* start *

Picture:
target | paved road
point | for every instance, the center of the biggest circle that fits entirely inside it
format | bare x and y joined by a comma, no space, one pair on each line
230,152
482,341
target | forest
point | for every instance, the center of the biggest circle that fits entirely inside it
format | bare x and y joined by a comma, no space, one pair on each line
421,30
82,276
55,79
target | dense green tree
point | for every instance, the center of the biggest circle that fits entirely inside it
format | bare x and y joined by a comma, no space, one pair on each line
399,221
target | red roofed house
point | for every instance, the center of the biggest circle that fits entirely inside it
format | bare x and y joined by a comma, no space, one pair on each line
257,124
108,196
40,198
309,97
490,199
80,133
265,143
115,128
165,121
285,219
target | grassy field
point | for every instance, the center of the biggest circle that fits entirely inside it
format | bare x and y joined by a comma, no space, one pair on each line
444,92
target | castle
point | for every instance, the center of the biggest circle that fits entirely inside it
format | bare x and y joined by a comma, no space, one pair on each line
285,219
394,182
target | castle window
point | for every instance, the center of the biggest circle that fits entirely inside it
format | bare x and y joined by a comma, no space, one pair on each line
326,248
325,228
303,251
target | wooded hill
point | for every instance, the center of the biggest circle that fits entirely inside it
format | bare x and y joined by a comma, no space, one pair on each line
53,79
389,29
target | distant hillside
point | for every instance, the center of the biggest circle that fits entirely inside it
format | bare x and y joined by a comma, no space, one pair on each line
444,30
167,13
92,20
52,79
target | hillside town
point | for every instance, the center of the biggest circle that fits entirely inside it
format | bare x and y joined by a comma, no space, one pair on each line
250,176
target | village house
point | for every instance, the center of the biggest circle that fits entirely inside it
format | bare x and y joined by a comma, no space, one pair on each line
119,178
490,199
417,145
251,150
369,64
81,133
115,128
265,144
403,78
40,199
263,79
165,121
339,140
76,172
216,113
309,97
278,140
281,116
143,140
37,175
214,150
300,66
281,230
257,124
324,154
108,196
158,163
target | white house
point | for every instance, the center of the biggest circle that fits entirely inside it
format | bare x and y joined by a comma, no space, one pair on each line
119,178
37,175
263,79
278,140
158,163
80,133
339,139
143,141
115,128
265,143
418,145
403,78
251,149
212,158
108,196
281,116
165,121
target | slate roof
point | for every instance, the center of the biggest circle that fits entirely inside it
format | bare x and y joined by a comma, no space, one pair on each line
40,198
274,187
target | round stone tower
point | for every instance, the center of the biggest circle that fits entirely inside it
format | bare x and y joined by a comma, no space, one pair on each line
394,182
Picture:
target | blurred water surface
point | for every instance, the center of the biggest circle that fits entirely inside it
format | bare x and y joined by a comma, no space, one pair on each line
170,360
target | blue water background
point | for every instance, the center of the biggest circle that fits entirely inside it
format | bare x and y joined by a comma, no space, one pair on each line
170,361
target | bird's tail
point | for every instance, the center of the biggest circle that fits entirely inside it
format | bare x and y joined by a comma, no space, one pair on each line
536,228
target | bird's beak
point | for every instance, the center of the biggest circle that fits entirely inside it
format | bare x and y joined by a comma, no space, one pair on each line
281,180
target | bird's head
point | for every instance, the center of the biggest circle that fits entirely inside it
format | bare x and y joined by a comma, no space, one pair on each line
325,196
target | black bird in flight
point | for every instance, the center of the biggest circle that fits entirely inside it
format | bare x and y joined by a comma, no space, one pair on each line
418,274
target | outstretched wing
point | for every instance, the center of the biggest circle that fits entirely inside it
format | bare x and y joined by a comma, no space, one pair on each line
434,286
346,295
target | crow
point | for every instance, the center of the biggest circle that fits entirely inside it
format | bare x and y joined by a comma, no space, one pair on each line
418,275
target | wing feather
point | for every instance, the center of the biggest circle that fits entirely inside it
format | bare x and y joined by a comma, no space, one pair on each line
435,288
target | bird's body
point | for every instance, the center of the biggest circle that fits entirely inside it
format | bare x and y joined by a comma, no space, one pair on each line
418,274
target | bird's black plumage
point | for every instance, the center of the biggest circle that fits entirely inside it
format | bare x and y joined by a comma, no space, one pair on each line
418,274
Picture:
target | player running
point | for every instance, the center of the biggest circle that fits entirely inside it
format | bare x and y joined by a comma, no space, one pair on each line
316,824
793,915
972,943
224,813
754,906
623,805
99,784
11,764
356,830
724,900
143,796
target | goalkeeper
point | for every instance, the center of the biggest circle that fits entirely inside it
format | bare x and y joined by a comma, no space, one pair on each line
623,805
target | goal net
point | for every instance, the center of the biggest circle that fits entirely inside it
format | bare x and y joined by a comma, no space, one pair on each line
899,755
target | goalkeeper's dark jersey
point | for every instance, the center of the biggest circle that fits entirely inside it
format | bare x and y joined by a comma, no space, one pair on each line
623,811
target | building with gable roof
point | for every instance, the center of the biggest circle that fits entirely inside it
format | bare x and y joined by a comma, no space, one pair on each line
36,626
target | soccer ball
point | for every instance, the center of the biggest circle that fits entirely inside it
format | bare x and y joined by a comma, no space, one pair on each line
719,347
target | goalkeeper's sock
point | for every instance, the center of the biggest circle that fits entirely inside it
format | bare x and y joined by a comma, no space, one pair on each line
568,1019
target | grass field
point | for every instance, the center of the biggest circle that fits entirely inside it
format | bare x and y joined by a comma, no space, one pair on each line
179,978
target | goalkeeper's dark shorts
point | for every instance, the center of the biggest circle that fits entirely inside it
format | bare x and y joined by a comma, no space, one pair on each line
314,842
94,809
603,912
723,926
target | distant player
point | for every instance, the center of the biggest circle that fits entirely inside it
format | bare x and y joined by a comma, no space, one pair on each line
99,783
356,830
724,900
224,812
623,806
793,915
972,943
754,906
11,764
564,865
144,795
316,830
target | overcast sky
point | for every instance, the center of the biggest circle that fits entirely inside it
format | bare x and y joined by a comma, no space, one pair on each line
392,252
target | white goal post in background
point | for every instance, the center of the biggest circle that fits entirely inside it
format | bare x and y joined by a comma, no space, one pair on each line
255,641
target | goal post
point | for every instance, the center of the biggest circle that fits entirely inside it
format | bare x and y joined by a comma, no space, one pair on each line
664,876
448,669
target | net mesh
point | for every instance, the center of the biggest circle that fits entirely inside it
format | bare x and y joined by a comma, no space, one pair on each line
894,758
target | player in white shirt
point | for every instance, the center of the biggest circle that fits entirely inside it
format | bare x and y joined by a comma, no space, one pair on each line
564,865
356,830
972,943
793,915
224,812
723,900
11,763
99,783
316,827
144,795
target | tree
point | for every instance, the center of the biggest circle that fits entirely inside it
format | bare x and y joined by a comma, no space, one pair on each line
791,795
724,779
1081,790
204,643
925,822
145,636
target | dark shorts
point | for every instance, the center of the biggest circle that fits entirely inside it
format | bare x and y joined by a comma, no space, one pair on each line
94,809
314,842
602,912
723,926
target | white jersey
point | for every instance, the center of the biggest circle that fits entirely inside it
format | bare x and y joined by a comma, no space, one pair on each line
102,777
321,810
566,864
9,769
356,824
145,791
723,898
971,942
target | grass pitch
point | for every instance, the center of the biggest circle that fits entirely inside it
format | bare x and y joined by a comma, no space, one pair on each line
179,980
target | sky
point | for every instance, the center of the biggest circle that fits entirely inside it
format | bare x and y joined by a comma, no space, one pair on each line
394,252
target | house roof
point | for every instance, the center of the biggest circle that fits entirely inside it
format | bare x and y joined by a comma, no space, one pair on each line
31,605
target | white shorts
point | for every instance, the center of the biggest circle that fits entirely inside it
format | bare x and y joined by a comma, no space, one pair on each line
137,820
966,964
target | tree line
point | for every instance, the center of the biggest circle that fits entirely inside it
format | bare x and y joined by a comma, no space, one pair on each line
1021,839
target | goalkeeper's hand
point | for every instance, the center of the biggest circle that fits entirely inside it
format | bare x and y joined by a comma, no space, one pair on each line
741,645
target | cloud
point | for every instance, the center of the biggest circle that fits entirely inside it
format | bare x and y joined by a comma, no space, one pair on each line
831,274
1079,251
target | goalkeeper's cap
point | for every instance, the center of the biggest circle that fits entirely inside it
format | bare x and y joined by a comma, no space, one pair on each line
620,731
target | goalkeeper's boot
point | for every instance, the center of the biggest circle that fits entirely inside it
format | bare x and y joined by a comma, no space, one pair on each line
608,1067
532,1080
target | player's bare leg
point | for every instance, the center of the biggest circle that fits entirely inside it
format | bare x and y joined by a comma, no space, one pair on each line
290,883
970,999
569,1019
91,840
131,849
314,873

* end *

What is expected.
Exact repetition is required for the lines from the one that contains "target | house roof" through the final line; leave out everything else.

Complete response.
target | house roof
point | for every instance, the center of the biggest circle that fits entirely inside it
format | bare x and y joined by a comma, no space, one pair on each line
31,605
target | white shorts
point | for every instance, the center of the biggest circle that fits entirely inside it
format | bare x and y joined by a comma, no space, one pair on each line
137,820
966,964
target | tree line
point | for every instance, the center of the biggest circle that fits entirely inside it
format | bare x and y joined by a comma, no space, one pair on each line
1021,839
target | goalkeeper's hand
point | for every instance, the center of the biggest circle that fits entirely inside it
format | bare x and y joined by a comma, no space, one pair on each line
741,645
target | cloud
point | for every instance, the center of the biggest circle that fits entirely inside it
format | bare x and y joined by a comma, no space, one pair on each line
831,274
1079,251
target | goalkeeper's cap
point | for every instance, the center of the biggest circle that fits entirely inside it
format | bare x and y joined by a comma, no space, one pair on each line
620,731
target | goalkeeper's boot
point | for every instance, the center of the biggest circle that fits entirely inside it
format | bare x and y joined by a comma, no space, one pair on each line
608,1067
532,1080
target | player's bare leg
point | for every instance, the center of the biggest circle that fits entirely inside it
format | bare x and y joined by a comma, no space, one pair on each line
290,883
970,999
569,1019
91,840
131,849
314,873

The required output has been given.